7 Common Biases That Skew Big Data Results
Flawed data analysis leads to faulty conclusions and bad business outcomes. Beware of these seven types of bias that commonly challenge organizations' ability to make smart decisions.
![](https://eu-images.contentstack.com/v3/assets/blt69509c9116440be8/blt114d9d50b247c1a3/64cb57e8c9d8ca728f12a8ed/1-road-sign-663368_1280.jpg?width=700&auto=webp&quality=80&disable=upscale)
Data-driven decision-making is considered a smart move, but it can be costly or dangerous when something that appears to be true is not actually true. Even with the best of intentions, some of the world's most famous companies are challenged by skewed results because the data is biased, or the humans collecting and analyzing data are biased, or both.
"There are a lot of perils of data analysis. Some people say, 'The number says X, therefore we should do X,' but there is more nuance, [such as] how the number was calculated and whether you are able to make the inference from the number you think you can make," said Spencer Greenberg, a mathematician and founder of decision-making-tool provider ClearerThinking.org, in an interview.
Various forms of bias seem rather obvious in marketing and political campaigns; however, bias is not always obvious. Some types can be difficult to identify. Neither are biases always mutually exclusive, meaning that several biases may arise in a single use-case. Because bias is pervasive and not always obvious, business leaders and members of any data team should be aware of it and take steps to avoid it (or at least minimize the effect).
Data teams are familiar with different kinds of bias and their effects on analytical results and conclusions. Business leaders are less likely to know the details of specific bias types, but they likely have experienced the effects of bias firsthand when a project or initiative did not yield the expected results.
"Business leaders can ask data scientists for something as simple as a confusion matrix -- how many false positives are we seeing, how many false negatives are we seeing, and how many members of the population fall into the four boxes [true positive, true negative, false positive, and false negative]," said Keith Schleicher, managing director of decision science at Internet service provider CenturyLink in an interview. "They can also ask what kind of sampling was done and whether the sample size is accurate."
While such terminology has not been used much at the business level, it is becoming more common because business leaders are responsible for the data-based decisions they make and should question things like the quality of data, where it comes from, how it was gathered, and what's behind the numbers.

════

### EXERCISE REQUIREMENTS
In the article on big data bias above, what does Keith Schleicher say business leaders can ask data scientists for as something simple?

(Excerpt from a dataset)
════

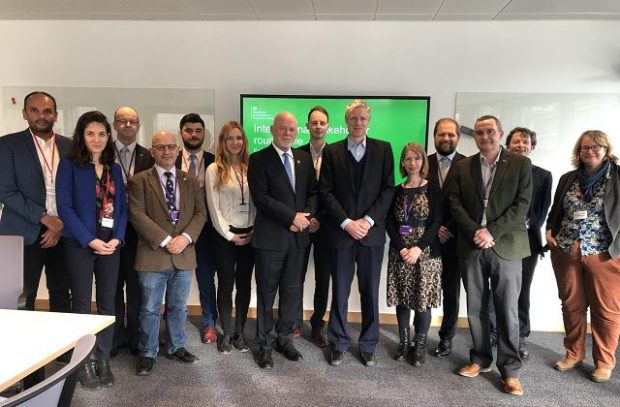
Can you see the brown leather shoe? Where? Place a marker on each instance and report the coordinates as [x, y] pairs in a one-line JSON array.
[[473, 370], [319, 338], [601, 375], [565, 364], [512, 385], [209, 335]]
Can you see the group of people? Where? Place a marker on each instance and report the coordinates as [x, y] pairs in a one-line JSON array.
[[142, 220]]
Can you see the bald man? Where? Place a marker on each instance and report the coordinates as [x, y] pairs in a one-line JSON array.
[[133, 158], [167, 210], [283, 187]]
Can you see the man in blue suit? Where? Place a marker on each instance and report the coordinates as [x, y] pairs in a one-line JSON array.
[[28, 163]]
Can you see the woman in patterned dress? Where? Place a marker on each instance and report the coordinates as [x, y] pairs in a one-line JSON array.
[[583, 232], [414, 263]]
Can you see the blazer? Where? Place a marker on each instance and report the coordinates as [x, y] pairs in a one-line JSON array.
[[276, 202], [148, 213], [76, 200], [22, 187], [611, 204], [509, 200], [338, 191], [539, 205]]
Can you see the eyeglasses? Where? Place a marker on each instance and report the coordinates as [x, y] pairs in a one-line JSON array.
[[163, 147], [595, 148], [130, 123]]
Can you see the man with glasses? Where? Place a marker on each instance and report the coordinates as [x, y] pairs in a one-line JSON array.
[[167, 209], [194, 161], [133, 158]]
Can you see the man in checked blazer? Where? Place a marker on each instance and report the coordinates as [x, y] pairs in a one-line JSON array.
[[283, 187], [167, 209]]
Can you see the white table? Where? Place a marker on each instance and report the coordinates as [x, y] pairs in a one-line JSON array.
[[32, 339]]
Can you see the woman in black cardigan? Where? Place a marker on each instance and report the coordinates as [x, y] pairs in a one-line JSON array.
[[414, 263]]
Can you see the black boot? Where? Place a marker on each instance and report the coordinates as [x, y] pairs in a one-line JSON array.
[[404, 344], [88, 377], [106, 378], [419, 349]]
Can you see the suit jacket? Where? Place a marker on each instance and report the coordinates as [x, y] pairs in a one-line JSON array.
[[148, 214], [539, 205], [276, 202], [339, 196], [509, 200], [22, 187], [433, 176], [76, 200], [611, 204]]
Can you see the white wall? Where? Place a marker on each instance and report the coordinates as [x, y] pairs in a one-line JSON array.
[[436, 59]]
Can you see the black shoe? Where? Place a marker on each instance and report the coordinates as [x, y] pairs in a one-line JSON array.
[[336, 358], [106, 378], [239, 343], [288, 351], [145, 365], [182, 355], [444, 348], [369, 358], [87, 376], [264, 359], [224, 346]]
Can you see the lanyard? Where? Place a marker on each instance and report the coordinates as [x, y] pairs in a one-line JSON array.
[[240, 182], [50, 167], [126, 171]]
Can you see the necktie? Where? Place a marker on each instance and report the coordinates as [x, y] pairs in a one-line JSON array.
[[192, 165], [170, 192], [288, 169]]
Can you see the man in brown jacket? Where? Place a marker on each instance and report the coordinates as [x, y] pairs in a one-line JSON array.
[[167, 210]]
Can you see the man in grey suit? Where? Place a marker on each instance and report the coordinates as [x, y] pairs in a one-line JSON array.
[[490, 197]]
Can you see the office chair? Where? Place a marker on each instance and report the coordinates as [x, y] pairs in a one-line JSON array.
[[56, 390]]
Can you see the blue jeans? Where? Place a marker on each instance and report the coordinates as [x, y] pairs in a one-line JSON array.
[[176, 284]]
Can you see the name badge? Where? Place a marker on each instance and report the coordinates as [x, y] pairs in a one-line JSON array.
[[405, 230], [580, 215], [243, 208], [107, 223]]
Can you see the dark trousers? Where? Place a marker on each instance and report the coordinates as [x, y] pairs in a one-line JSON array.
[[205, 276], [451, 287], [82, 263], [489, 277], [321, 254], [127, 289], [234, 269], [277, 272], [368, 260], [56, 275]]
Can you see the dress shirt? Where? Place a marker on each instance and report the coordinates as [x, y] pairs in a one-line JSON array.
[[224, 203]]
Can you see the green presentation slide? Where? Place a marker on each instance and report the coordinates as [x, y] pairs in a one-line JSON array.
[[396, 119]]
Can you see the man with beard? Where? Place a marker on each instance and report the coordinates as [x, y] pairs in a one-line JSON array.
[[28, 163], [133, 158], [194, 161], [447, 136]]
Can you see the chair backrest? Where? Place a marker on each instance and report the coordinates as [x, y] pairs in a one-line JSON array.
[[12, 270], [56, 390]]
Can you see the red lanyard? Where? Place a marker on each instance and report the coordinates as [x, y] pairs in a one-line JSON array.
[[50, 167]]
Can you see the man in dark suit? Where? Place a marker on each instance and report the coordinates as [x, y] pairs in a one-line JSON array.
[[440, 171], [283, 186], [133, 158], [194, 161], [28, 163], [167, 209], [490, 196], [318, 123], [356, 186]]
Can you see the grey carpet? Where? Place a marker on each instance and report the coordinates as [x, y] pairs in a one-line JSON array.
[[236, 380]]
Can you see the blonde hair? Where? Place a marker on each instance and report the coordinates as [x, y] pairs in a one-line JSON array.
[[223, 160]]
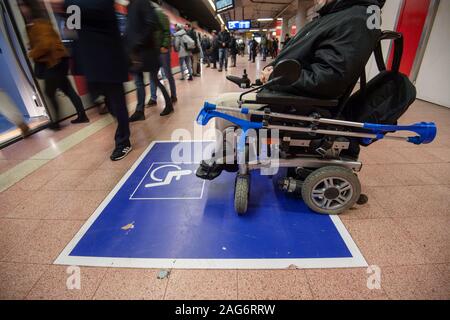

════

### RESPONSE TO THE TASK
A confusion matrix.